'''
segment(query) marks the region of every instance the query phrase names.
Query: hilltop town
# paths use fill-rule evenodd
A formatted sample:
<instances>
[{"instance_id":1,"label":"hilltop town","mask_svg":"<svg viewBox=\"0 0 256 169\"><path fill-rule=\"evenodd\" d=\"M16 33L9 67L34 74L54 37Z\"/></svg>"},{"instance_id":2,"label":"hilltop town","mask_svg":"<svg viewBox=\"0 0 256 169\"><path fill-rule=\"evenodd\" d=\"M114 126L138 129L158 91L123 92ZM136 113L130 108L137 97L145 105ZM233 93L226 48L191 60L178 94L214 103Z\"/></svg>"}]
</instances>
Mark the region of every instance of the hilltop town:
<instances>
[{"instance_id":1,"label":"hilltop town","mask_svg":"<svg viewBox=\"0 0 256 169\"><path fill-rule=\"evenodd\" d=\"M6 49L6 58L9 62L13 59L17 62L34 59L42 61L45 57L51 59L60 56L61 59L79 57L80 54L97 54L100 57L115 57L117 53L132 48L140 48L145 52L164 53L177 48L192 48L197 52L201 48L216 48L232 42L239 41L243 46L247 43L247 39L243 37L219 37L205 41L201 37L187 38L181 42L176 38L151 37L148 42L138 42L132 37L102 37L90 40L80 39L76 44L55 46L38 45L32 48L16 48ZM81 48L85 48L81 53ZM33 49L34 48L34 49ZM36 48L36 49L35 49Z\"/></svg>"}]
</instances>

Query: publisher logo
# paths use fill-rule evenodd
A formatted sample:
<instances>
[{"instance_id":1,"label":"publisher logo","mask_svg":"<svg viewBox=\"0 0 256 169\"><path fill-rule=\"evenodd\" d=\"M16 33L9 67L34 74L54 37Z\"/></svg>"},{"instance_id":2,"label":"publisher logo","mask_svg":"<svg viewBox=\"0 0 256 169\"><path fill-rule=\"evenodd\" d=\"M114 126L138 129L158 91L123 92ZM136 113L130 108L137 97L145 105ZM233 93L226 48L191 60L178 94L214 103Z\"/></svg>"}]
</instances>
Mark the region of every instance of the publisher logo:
'''
» TASK BRIEF: Reproduce the full set of records precisely.

» ANSWER BELOW:
segment(query) marks the region of every instance the query phrase names.
Query: hilltop town
# paths use fill-rule evenodd
A formatted sample:
<instances>
[{"instance_id":1,"label":"hilltop town","mask_svg":"<svg viewBox=\"0 0 256 169\"><path fill-rule=\"evenodd\" d=\"M16 33L9 67L34 74L54 37Z\"/></svg>"},{"instance_id":2,"label":"hilltop town","mask_svg":"<svg viewBox=\"0 0 256 169\"><path fill-rule=\"evenodd\" d=\"M114 126L138 129L158 91L123 92ZM136 113L130 108L137 97L145 105ZM233 93L226 48L191 60L178 94L214 103Z\"/></svg>"}]
</instances>
Mark the region of every instance of the hilltop town:
<instances>
[{"instance_id":1,"label":"hilltop town","mask_svg":"<svg viewBox=\"0 0 256 169\"><path fill-rule=\"evenodd\" d=\"M6 49L6 58L9 62L13 59L17 62L34 59L42 61L45 57L51 59L60 56L61 59L79 57L80 54L97 54L100 57L115 57L117 53L132 48L140 48L145 52L164 53L177 48L192 48L197 52L201 48L216 48L232 42L239 41L243 46L247 43L247 39L243 37L219 37L205 41L201 37L187 38L181 42L176 38L151 37L148 42L138 42L132 37L102 37L90 40L80 39L76 44L55 46L38 45L32 48L16 48ZM81 48L85 48L81 53ZM33 49L34 48L34 49ZM36 48L36 49L35 49Z\"/></svg>"}]
</instances>

Query: publisher logo
# paths use fill-rule evenodd
A formatted sample:
<instances>
[{"instance_id":1,"label":"publisher logo","mask_svg":"<svg viewBox=\"0 0 256 169\"><path fill-rule=\"evenodd\" d=\"M16 33L9 67L34 74L54 37Z\"/></svg>"},{"instance_id":2,"label":"publisher logo","mask_svg":"<svg viewBox=\"0 0 256 169\"><path fill-rule=\"evenodd\" d=\"M114 126L138 129L158 91L123 92ZM136 113L130 108L137 97L145 105ZM233 93L226 48L191 60L178 94L214 103Z\"/></svg>"}]
</instances>
Mark the region of every instance of the publisher logo:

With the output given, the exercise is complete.